What you should do: In two sentences, summarize the passage below on sanitation in a Cape Town shantytown.

Cape Town, South Africa – Thandi Jolingana, 46, beams with pride as she shows off the bathroom she built in her corrugated iron shack, after her husband was robbed at gunpoint while using a communal toilet one night. She lives in a shantytown known as Taiwan, on the edge of Cape Town’s Khayelitsha township – a place where a private toilet is considered a luxury.
Jolingana works as a nurse’s assistant, and with her public servant’s salary, she is one of the few in the informal settlement who can afford indoor plumbing. Meanwhile, her neighbours rely on a row of outdoor toilets supplied by city authorities at a rate of about one cubicle per every 10 households. For Jolingana, these public facilities are a constant reminder of the municipality’s broken promises regarding basic services.
The lack of services in the settlement has again come under scrutiny after Cape Town Mayor Geordin Hill-Lewis announced controversial plans to build a wall to deter criminals along the N2 highway, which abuts a series of townships and Cape Town International Airport. Jolingana remarked, “I’m surprised they’ve got money for a wall but no money to buy land,” referring to longstanding promises to relocate her community to an area with proper housing.

Extracted records:
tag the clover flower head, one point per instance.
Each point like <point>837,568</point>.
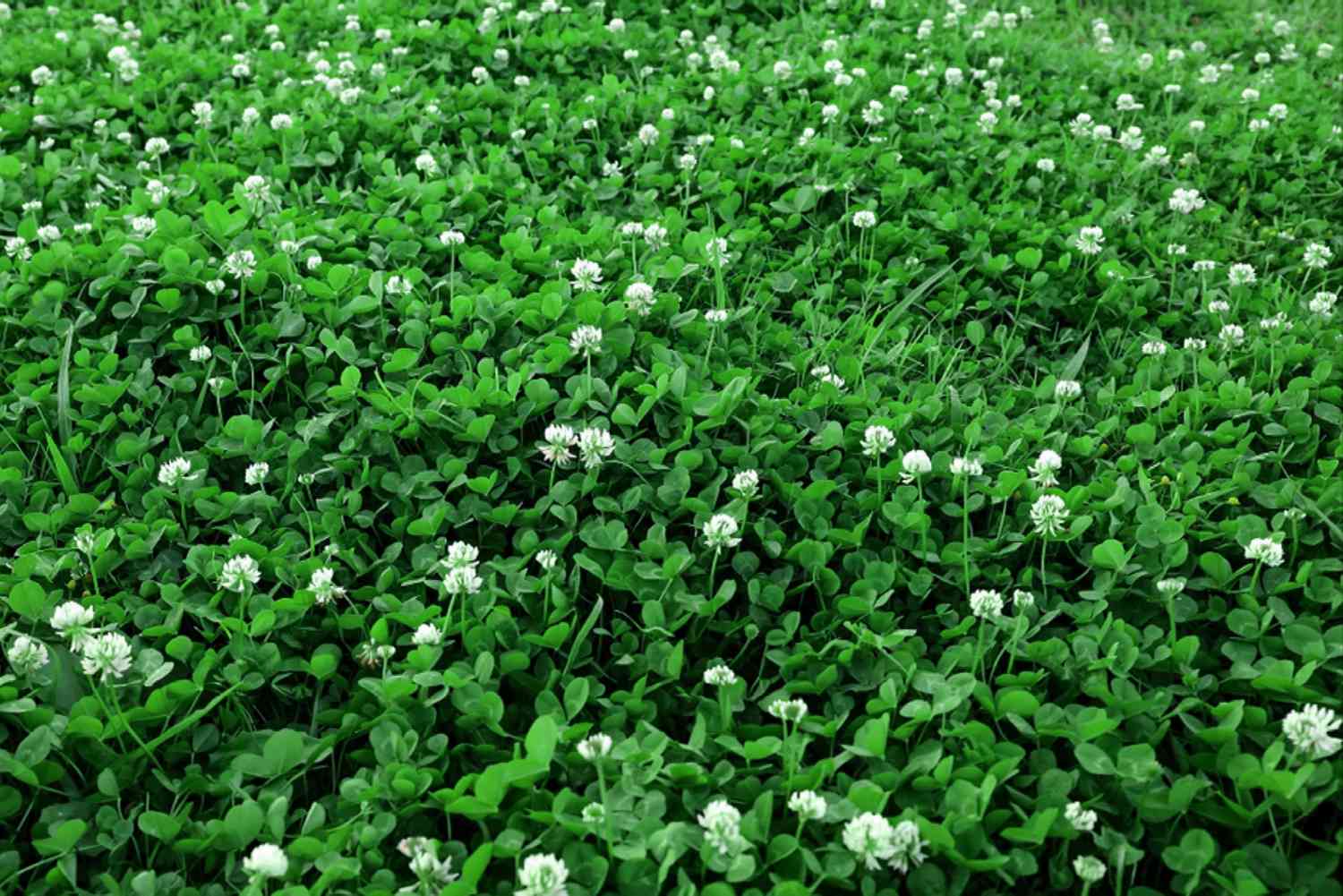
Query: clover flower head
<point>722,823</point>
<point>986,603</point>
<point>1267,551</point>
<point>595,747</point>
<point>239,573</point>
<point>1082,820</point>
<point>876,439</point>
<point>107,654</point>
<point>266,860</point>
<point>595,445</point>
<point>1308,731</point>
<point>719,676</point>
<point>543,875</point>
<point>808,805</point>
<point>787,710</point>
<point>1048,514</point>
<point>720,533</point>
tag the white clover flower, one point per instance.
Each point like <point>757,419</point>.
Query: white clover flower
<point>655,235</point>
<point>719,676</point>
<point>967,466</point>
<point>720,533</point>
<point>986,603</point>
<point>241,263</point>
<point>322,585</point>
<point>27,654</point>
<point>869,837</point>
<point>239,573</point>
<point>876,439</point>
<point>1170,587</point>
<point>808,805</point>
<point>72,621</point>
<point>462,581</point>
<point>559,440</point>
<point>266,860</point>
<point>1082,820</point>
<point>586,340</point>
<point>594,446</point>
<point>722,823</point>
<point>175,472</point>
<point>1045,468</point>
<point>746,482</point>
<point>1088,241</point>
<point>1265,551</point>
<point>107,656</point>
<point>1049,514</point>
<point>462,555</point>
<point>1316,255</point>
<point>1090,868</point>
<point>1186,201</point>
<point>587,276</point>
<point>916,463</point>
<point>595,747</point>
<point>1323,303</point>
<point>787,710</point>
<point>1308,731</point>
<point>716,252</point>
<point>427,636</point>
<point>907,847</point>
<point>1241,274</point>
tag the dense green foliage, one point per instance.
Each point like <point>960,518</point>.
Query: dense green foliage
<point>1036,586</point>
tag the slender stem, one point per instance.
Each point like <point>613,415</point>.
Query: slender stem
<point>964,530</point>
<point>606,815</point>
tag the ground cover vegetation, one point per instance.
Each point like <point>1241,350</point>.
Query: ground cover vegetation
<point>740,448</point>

Expected output: Thandi Jolingana, a nurse's assistant in the Taiwan shantytown on the edge of Khayelitsha, built a bathroom in her shack after her husband was robbed at gunpoint while using a communal toilet, whereas her neighbors rely on outdoor toilets supplied at about one cubicle per 10 households. The settlement's lack of services came under scrutiny again when Mayor Geordin Hill-Lewis announced plans for a wall along the N2 highway, and Jolingana remarked that the city has money for a wall but none to buy land for relocating her community.